The records that follow need to be output exactly as they are.

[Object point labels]

_ _ _ _ _

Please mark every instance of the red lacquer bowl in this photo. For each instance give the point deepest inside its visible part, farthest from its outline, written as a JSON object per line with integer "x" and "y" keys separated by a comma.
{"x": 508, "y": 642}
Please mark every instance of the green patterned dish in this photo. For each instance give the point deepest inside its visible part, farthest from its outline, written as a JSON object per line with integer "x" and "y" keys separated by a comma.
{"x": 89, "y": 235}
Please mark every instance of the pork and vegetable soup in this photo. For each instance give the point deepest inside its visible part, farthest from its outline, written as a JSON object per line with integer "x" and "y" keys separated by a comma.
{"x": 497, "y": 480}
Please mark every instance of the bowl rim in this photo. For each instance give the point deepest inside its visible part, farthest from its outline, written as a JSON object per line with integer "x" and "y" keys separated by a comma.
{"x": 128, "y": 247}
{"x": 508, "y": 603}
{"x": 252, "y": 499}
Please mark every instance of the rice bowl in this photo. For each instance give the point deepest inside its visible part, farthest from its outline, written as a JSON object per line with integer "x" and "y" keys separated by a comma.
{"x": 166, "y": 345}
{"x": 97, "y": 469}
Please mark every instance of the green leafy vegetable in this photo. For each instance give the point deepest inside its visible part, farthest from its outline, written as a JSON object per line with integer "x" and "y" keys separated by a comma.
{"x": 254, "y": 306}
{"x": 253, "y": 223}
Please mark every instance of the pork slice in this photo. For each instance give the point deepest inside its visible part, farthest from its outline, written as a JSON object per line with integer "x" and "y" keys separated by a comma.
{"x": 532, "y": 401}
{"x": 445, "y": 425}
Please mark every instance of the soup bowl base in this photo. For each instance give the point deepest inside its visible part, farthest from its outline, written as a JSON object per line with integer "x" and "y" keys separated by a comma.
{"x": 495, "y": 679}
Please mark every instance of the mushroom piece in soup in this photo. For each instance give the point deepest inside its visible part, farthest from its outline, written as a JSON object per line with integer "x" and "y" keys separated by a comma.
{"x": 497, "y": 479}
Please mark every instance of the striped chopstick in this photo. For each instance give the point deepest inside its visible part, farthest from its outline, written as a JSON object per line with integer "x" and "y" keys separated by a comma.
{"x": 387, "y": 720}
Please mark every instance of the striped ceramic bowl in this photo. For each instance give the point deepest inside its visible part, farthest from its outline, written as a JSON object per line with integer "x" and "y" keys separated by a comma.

_ _ _ _ _

**CORRECT OUTPUT**
Please mark every instance of the red lacquer bowl in this photo. For each instance give the point deepest inside its visible part, farthest from its outline, written as a JSON object per line with integer "x" and "y" keys separated by a comma.
{"x": 508, "y": 642}
Please mark every instance of the green patterned dish in this photo. For each instance give the point deepest inside its visible part, farthest from its outline, written as a JSON object per line with integer "x" and "y" keys separated by a comma.
{"x": 89, "y": 235}
Please mark every instance of the pork and vegetable soup in this photo. For each instance give the point deepest inside its visible part, farthest from its outline, written as a JSON object per line with integer "x" and "y" keys separated by a comma.
{"x": 497, "y": 480}
Please mark every instance of the bowl rim in this photo. For each instance give the point deepest inside its visible part, farthest from its outline, written as a JSON object per line with integer "x" and "y" keys separated by a comma.
{"x": 128, "y": 247}
{"x": 508, "y": 603}
{"x": 252, "y": 499}
Please mark every instance of the rice bowl in this photo. For each instance give the point deepest inside its visible part, farthest from its outline, written as a JSON object per line with integer "x" and "y" keys separated by a comma.
{"x": 166, "y": 345}
{"x": 97, "y": 469}
Please mark every instance of the green leafy vegetable in this photo. For each instance give the point deepest inside its visible part, farthest from its outline, written as a JSON object per line with integer "x" and "y" keys separated by a comma.
{"x": 254, "y": 306}
{"x": 253, "y": 223}
Please mark every instance of the pork slice in this photo. For each instance give the point deepest inside its visible part, farthest from its outline, written as a JSON object per line with integer "x" and "y" keys separated by a comma.
{"x": 532, "y": 401}
{"x": 445, "y": 425}
Please mark every instance of the soup bowl base in this photo. For each instance give the point deepest inside its visible part, farthest from its outline, written as a JSON object per line with integer "x" and "y" keys separated by a comma.
{"x": 495, "y": 679}
Please mark every instance of the mushroom piece in soup in this photo. For each instance give the point deepest inside its visible part, farthest from its outline, written as a JSON object per line with integer "x" and "y" keys separated by a comma.
{"x": 497, "y": 479}
Please mark every instance of the striped chopstick in this photo. For each instance give the point deepest inside its visible part, farthest from its outline, written as a JSON object per line with integer "x" and "y" keys separated by a comma.
{"x": 387, "y": 720}
Please mark every instance of the striped ceramic bowl in this photo. For each instance give the point deepest inside its visible part, farthest from its outline, written as a JSON object per line with integer "x" and "y" keys separated by a comma.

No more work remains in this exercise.